***** TEXT SHOWN *****
Creative Commons CC BY 4.0 Lynd Bacon & Associates, Ltd. Not warranted to be suitable for any particular purpose. (You're on your own!)

## Regularization

"No Free Lunch" implies that ML algorithms will need to be "tweaked" in order to perform well on specific applications.  _Regularization_ methods are used to do this.

According to Goodfellow et al. (2016), "_Regularization is any modification we make to a learning algorithm that is intended to reduce it's generalization error but not it's training error._" (p. 117.)

May involve accepting additional bias in return to variance reduction.


## Regulation Methods

There are many.  Common examples:

* Increasing or decreasing the number or dimensionality of the data.
* Penalizing the _cost function_ minimized.
* Using "shrinkage estimators"
* Employing ensembles.
* Avoiding "over-training"
* Data augmentation.
* Early stopping.

## Identification

### Identification

In many statistical applications, parameters need to be adequately _identified_ parameters in order to get "good" (consistent) estimates of them.
***** INFORMATION GIVEN *****
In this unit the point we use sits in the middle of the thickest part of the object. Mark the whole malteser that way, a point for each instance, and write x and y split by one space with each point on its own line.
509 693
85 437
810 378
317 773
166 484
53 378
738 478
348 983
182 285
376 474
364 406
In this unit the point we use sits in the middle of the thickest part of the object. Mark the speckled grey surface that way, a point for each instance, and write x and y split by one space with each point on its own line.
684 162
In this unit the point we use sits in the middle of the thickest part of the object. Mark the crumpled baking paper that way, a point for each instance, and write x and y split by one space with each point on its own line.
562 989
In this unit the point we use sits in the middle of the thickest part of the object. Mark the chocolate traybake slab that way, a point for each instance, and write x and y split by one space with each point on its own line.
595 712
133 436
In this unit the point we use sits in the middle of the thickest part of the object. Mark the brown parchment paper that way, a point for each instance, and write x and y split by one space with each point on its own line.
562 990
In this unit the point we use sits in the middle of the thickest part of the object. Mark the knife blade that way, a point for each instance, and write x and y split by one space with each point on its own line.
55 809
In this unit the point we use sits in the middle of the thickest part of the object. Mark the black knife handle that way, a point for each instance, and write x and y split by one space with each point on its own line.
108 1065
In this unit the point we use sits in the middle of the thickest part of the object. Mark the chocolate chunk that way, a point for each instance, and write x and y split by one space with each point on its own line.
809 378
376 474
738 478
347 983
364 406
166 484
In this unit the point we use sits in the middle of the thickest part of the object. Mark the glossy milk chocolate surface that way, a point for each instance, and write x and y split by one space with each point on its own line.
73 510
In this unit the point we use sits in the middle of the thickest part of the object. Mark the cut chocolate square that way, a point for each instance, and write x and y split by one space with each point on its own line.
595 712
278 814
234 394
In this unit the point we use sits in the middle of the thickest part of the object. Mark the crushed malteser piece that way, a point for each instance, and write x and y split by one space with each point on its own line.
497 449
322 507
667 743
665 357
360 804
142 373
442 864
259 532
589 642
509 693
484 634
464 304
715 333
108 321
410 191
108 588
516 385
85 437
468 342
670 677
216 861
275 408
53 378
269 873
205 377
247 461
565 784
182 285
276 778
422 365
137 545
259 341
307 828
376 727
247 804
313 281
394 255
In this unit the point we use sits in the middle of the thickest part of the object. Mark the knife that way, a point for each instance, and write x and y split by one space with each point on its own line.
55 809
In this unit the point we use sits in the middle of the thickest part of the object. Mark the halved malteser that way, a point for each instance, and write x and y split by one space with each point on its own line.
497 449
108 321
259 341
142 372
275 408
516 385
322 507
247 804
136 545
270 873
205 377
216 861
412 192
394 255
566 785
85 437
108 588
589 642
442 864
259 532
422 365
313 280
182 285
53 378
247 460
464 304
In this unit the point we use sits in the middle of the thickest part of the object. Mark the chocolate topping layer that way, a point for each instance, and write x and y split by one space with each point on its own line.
*****
• **ACTIONS TO TAKE**
(1) Please rewrite the paragraph in the regularization notes that begins "\"No Free Lunch\" implies" as a shorter version that keeps its main facts.
(2) In the regularization notes, what page of Goodfellow et al. (2016) is the quoted definition of regularization taken from?
(3) Carry the regularization notes forward from their last sentence, the one about identifying parameters to get consistent estimates.

• **RESPONSES FOR EACH TASK**
(1) Under "No Free Lunch," ML algorithms must be tweaked to perform well on specific applications, and regularization methods do that tweaking.

(2) Page 117.

(3)
An example that may be familiar is the contrast coding of categorical predictor variables used in regression models. You can have up to k-1 regression coefficient estimates for a k category discrete predictor variables.

When you use regression for ML predictive applications, your not primarily interested in the estimates of coefficients, but you _are_ interested in your algorithm learning patterns in a way that generalizes well to new data.

Try running the patient satisfaction k-fold CV regression examples using all three patient categories as 0/1 coded predictor variables to see what happens.

In ML circles, dummy coding may be referred to as _one hot coding_.   Using `scikit-learn`: [OneHotEncoder](https://scikit-learn.org/stable/modules/generated/sklearn.preprocessing.OneHotEncoder.html#sklearn.preprocessing.OneHotEncoder)


### Data Reduction and Standardizing Transformations

The space of the data can sometimes be reduced so as to improve algorithm performance on
new data.  _Principal Components Analysis_ (PCA) is frequently used for this.  PCA is a SVD-based method that can be used to project data into smaller dimensional spaces, albeit with some loss of information.

In `scikit-learn`, PCA methods can be found at

[sklearn.decomposition.PCA](https://scikit-learn.org/stable/modules/generated/sklearn.decomposition.PCA.html)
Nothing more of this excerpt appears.